▸ Selected excerpt
______________________________

Here is a description that extends our current understanding of their techniques, so that it allows us to gain an insight into what it actually may replicate in your organisation and your leaders. There is an example of a verbal definition to accommodate the assessment criteria for each of the 5 techniques below:

Denial of responsibility

A leader would:

-      Conceal parts of the truth with a lack of real choice to do otherwise (i.e.: ‘I told the customers we hired new staff already’ [but really nothing has begun in the organisation to hire staff]).

-      Passing blame and responsibility onto their superiors in the company (i.e.: ‘I’m waiting on the board to get back to me’).

-      Demanded quick effective fixes to social instability in the workplace (i.e.: ‘I want all staff to come to the staff BBQ tomorrow’).

-      Recognises employees that sacrifice honesty for efficiency (i.e: ‘That was excellent how you did that, however you did it doesn’t matter, it is done’).

-      Replaces employees who do not sacrifice honesty for efficiency (i.e.: ‘He is a good worker, but there are just so many things…’).

-      Be a pawn rather than a responsible agent (i.e.: ‘I am told that you all have to attend the marketing fair day to promote the company, without pay, and I am not coming’).


Denial of injury

A leader would:

-      Lie in reference to a situation was not a serious problem (i.e.: ‘I told the customers we have hired an entire gym facility for the organisation next year’).

-      Place weight towards other staff or sectors of the organisation that are deemed stable to accommodate the issue (i.e.: ‘We have a Coordinator who can help answer those questions’).

-      Have a capacity to put another employee on a constructive path (i.e.: ‘If you have any problems, let the Coordinator know, they’ll sort it out for you’).

-      Can create appealing moral obligations for other employees (i.e.: ‘A change of environment will do him/her good’)

-      Considerations of other employees are stretched to the level of incredulity (i.e.: ‘That manager and that worker are dangerous’).


Denial of victim

A leader would:

-      Believe that everyone in business does it this way (i.e.: ‘They would have done the same to us. They probably have’).

-      See lying as the choice of a realistic and pragmatic leader, rather than a choice as a principled or idealistic leader (i.e.: ‘I knew nothing about it, I wasn’t involved’).

-      Lie in a reference situation (i.e.: ‘Let us not get hasty about all of this, it will be ok’).


Condemnation of the condemners

A leader would:

-      When criticised turn the tables to the critics (i.e.: ‘If they think I have not done my job, then why was I not informed by them in the first place?’).

-      Question the motivation of the critic for being opposed to a pragmatic approach to the situation (i.e.: ‘They are just trying to make me look bad and blame me for their problems’).

______________________________

▸ Recorded data
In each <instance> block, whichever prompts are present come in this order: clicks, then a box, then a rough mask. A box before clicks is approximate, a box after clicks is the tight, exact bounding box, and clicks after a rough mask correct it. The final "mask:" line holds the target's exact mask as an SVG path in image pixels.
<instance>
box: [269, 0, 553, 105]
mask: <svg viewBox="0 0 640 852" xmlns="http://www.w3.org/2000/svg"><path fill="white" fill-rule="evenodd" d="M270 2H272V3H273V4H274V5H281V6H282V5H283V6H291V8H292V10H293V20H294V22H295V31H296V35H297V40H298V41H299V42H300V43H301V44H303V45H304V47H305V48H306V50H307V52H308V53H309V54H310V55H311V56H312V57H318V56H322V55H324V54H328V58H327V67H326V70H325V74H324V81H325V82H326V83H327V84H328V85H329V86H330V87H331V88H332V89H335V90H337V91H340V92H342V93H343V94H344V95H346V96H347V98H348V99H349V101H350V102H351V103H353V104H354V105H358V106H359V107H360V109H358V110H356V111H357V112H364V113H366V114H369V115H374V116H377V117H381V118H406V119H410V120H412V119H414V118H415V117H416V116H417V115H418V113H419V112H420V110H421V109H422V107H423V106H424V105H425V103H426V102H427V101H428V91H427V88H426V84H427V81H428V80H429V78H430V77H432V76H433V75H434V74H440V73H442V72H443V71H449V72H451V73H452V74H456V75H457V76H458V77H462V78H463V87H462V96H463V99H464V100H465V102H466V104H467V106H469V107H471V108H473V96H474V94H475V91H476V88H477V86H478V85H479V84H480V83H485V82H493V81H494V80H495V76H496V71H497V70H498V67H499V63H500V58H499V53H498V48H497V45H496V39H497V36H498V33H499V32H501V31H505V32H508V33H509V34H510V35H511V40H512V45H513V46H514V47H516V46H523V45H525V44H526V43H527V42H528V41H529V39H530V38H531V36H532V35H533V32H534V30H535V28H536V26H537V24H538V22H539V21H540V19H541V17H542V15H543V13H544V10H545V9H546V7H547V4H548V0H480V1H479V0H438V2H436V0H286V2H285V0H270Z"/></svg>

______________________________

▸ Your task
Transcribe the passage on leaders' denial techniques, starting with "-      Replaces employees who" and going on through "organisation next year’).". The lines after the passage on leaders' denial techniques are separate material.

▸ The answer
-      Replaces employees who do not sacrifice honesty for efficiency (i.e.: ‘He is a good worker, but there are just so many things…’).

-      Be a pawn rather than a responsible agent (i.e.: ‘I am told that you all have to attend the marketing fair day to promote the company, without pay, and I am not coming’).


Denial of injury

A leader would:

-      Lie in reference to a situation was not a serious problem (i.e.: ‘I told the customers we have hired an entire gym facility for the organisation next year’).